SELECTED EXTRACT »
◇ ◇ ◇
Overheating and already replaced all the usual suspects

Qban

New member
So I was overheating a bit on the way back from a mojave trip. I went to work learning and replacing everything to fix the problem.

The list of new parts as follows:

radiator - champion 2 row aluminum (comes with new radiator cap)
lower radiator hose - from dealer and has the spring inside
tstat - napa, higher end 195 (i think stanton)
water pump - napa
fan clutch - napa
b&m trans cooler in front of the mechanical fan side, bypassing the radiator.

I cleaned the ac condenser grill, picked out every rock, used a grinded down hacksaw blade and fixed every fin then used some engine degreaser and hosed down from the engine side out.
I verified the electric fan was working (turned on ac and fan was spinning)

I tested it going to work. Everything looked fine then I overheated on the way back, it was hot outside and I had the ac on and I was going about 65mph. I don't overheat around city speeds.

I have 31s with 3.55 ratio if that makes a difference.

I'm not sure what tests to do next and could use some suggestions.

Thanks,
Eric
 

8Mud

New member
First few things I would do, is one, ohm test the temperature sensor. I'm guessing we are talking about your 98, I don't have an ohm temperature chart for that year, you may have to go google. I don't trust senders or gauges. Clean the temperature sender plug with very hot water, dry it, then spray it out with contact spray.

Does the aux fan come on when the motor overheats?
◇ ◇ ◇
Rows from a dataset
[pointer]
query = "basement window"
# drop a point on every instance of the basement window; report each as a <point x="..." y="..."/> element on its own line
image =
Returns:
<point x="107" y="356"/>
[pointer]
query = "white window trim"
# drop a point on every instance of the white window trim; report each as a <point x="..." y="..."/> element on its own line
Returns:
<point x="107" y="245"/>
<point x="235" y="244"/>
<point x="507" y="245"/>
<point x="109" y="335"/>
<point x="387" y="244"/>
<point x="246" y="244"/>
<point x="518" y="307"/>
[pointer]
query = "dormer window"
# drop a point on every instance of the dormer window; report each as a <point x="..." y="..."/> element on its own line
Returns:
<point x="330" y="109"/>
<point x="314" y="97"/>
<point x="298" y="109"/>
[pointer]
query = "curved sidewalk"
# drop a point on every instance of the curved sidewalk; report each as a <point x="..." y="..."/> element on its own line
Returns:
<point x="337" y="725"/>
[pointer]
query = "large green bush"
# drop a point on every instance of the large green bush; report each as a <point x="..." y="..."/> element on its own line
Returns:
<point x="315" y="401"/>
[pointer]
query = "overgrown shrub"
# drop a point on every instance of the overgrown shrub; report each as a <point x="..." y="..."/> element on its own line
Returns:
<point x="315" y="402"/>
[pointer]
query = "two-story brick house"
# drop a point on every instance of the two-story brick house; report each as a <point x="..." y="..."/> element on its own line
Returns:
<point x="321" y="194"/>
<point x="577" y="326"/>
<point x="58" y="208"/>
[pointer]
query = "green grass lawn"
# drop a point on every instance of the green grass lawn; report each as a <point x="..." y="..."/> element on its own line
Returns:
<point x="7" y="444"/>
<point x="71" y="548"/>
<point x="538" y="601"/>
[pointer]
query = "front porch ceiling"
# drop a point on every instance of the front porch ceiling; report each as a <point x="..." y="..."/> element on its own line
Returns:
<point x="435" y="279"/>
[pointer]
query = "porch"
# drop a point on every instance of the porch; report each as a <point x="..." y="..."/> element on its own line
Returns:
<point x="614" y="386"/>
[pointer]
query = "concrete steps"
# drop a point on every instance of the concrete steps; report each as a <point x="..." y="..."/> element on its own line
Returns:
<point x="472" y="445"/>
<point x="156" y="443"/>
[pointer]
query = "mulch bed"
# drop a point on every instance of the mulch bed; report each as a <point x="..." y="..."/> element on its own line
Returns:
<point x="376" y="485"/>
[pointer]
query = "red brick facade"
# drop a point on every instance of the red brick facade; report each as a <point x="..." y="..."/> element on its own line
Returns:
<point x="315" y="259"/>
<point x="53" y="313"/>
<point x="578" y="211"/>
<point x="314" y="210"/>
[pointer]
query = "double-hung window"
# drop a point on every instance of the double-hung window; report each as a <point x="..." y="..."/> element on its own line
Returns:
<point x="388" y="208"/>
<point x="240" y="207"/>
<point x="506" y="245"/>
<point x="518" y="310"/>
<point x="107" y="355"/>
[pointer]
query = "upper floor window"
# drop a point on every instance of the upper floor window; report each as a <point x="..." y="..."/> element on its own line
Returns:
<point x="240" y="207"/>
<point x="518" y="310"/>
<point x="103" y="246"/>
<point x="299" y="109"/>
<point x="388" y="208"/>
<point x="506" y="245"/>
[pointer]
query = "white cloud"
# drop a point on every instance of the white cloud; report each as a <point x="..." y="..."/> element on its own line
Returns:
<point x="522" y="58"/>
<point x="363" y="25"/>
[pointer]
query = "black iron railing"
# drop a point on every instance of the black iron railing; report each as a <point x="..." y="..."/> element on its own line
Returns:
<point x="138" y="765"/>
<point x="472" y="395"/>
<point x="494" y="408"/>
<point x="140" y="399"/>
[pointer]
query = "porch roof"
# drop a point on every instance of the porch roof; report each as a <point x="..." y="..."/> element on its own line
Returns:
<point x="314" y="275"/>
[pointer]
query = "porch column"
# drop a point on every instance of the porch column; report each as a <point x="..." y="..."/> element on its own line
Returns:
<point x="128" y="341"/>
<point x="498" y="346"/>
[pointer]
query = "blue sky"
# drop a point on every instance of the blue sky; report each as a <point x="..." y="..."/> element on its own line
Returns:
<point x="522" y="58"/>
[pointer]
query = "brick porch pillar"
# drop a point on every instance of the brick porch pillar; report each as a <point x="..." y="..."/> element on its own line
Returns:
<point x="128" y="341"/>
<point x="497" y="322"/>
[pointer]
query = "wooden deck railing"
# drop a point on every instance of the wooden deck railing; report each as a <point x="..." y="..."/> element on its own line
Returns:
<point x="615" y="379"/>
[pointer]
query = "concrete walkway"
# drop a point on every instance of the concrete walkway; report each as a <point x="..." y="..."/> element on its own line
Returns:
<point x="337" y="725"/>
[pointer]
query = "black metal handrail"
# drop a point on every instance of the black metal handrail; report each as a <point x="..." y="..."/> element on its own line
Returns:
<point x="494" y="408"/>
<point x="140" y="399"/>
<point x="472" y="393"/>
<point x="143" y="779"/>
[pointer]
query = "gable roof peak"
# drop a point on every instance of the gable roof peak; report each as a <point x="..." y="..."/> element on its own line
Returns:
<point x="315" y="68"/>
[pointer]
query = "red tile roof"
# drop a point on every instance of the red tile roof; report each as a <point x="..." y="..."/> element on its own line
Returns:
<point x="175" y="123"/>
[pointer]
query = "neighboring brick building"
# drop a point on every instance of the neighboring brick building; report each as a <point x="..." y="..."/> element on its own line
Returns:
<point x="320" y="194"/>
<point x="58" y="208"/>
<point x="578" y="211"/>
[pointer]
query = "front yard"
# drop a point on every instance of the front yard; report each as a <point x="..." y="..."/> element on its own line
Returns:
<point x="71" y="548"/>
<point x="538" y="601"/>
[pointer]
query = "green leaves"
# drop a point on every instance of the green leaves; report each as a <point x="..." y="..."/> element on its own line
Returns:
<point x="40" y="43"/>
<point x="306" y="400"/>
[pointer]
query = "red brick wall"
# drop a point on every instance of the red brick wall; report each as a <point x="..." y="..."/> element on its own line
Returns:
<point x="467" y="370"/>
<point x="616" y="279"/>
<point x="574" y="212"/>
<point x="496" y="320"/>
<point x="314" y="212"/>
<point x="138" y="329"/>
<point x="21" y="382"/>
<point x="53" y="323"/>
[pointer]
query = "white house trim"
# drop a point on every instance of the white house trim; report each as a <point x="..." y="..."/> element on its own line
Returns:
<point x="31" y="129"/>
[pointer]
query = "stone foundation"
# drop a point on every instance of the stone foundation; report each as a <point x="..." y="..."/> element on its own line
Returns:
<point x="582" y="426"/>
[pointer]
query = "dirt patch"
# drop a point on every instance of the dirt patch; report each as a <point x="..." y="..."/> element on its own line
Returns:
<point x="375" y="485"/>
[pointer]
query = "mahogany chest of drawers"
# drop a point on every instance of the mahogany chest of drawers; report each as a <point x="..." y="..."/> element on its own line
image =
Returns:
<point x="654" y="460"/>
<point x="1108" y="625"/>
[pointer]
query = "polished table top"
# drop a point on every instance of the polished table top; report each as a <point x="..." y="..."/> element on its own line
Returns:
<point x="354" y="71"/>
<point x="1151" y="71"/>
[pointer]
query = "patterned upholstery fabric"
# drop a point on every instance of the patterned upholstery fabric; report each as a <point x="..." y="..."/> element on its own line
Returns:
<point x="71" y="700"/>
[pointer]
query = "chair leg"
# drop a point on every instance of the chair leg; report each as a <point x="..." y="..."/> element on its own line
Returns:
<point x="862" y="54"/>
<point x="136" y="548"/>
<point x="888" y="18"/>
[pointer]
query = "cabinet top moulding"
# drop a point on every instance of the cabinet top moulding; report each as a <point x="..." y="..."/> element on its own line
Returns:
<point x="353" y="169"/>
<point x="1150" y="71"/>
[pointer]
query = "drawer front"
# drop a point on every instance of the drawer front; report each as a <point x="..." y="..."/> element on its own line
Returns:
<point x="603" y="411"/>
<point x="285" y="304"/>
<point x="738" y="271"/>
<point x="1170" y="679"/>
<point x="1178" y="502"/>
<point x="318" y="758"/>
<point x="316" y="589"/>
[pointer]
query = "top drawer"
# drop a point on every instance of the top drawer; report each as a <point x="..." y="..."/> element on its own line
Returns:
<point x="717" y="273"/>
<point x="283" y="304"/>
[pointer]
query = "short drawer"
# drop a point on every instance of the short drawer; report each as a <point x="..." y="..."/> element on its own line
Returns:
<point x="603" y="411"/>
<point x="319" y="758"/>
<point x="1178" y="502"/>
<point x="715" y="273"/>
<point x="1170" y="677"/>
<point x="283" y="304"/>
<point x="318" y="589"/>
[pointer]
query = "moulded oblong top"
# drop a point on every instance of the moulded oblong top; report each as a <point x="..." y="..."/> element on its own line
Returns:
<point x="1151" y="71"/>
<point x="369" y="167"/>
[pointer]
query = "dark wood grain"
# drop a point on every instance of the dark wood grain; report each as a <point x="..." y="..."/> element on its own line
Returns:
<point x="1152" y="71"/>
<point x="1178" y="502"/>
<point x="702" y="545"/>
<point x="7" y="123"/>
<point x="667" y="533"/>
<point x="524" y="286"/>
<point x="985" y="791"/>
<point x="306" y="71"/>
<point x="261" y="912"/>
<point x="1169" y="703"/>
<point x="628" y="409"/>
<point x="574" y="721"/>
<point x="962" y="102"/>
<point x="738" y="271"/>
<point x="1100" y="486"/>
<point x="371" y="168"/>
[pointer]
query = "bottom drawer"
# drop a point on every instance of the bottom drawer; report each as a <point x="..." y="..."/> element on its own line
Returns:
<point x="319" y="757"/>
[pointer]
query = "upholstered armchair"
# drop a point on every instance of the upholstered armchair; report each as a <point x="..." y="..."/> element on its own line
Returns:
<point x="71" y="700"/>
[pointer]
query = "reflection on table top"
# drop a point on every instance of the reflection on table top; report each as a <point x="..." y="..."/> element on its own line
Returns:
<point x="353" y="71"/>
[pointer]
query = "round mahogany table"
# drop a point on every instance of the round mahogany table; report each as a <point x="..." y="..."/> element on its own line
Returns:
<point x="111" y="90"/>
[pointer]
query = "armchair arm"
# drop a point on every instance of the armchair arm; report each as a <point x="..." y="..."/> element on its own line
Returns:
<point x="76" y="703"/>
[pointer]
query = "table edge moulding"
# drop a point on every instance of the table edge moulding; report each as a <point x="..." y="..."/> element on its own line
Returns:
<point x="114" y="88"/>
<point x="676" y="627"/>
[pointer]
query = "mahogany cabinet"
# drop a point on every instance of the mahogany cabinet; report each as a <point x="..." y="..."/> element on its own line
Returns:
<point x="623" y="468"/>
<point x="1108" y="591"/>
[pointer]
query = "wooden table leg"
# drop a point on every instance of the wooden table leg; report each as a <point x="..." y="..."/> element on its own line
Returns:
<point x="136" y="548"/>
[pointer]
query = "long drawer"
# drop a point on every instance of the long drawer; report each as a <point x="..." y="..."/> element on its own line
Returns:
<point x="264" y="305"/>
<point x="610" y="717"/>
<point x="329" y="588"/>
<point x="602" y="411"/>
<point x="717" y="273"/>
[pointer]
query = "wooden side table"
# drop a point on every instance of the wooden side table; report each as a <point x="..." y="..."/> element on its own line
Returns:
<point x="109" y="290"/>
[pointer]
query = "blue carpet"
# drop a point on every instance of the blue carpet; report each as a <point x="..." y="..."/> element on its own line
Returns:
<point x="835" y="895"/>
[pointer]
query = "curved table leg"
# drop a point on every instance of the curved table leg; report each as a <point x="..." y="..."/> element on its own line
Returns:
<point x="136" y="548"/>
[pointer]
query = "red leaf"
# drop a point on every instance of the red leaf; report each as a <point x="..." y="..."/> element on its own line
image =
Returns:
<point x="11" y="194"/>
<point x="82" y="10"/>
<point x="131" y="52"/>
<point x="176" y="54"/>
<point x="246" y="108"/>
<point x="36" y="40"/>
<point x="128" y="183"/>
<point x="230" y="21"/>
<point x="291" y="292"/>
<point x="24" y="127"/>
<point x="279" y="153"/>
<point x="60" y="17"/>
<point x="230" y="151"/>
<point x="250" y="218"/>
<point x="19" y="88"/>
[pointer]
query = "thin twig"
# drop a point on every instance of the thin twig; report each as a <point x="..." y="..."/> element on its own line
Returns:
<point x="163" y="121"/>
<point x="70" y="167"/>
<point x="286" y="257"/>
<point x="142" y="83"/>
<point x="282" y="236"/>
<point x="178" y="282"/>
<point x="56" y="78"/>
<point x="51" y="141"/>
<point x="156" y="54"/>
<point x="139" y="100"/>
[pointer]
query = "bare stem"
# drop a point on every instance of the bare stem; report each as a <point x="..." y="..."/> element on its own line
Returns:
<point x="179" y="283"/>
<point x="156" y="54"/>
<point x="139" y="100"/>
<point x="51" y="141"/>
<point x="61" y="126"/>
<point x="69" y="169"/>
◇ ◇ ◇
STATED TASK 1 » In the overheating thread, how fast was Eric driving when the engine overheated on the way back from work?
STATED TASK 2 » Carry on the overheating forum thread from its final line.

WRITTEN ANSWER 1 » About 65 mph.

WRITTEN ANSWER 2 »
Second thing I'd do is use a marker and mark the coolant level in the coolant recovery bottle with the motor stone cold, early morning is best. Then keep a close eye on it. Check it often, when the motor is cold.

Third thing is, on a cold motor, put a catch pan under the front, remove the radiator cap and start the engine. It will likely overflow a bit. While working the throttle from the front, rev it slowly (it will likely spew a bit), the technique is to let it spew but not so much and so quickly, that the moving parts spread it all over the place. Coolant isn't good for electrical connectors or even alternators (that is why you cleaned the temperature sender connector ;)). As the motor heats up to operating temperature look for bubbles coming to the top of the open radiator filler neck. A constant 1500-2000 RPM's works better than blipping the throttle, it keeps the coolant in the radiator filler neck at a constant level and makes the bubbles, if there are any, easier to see. It may take awhile for any bubbles to make it to the top, at least ten minutes.

When you are finished, let the motor cool some, then pour some clean water over the area covered with coolant.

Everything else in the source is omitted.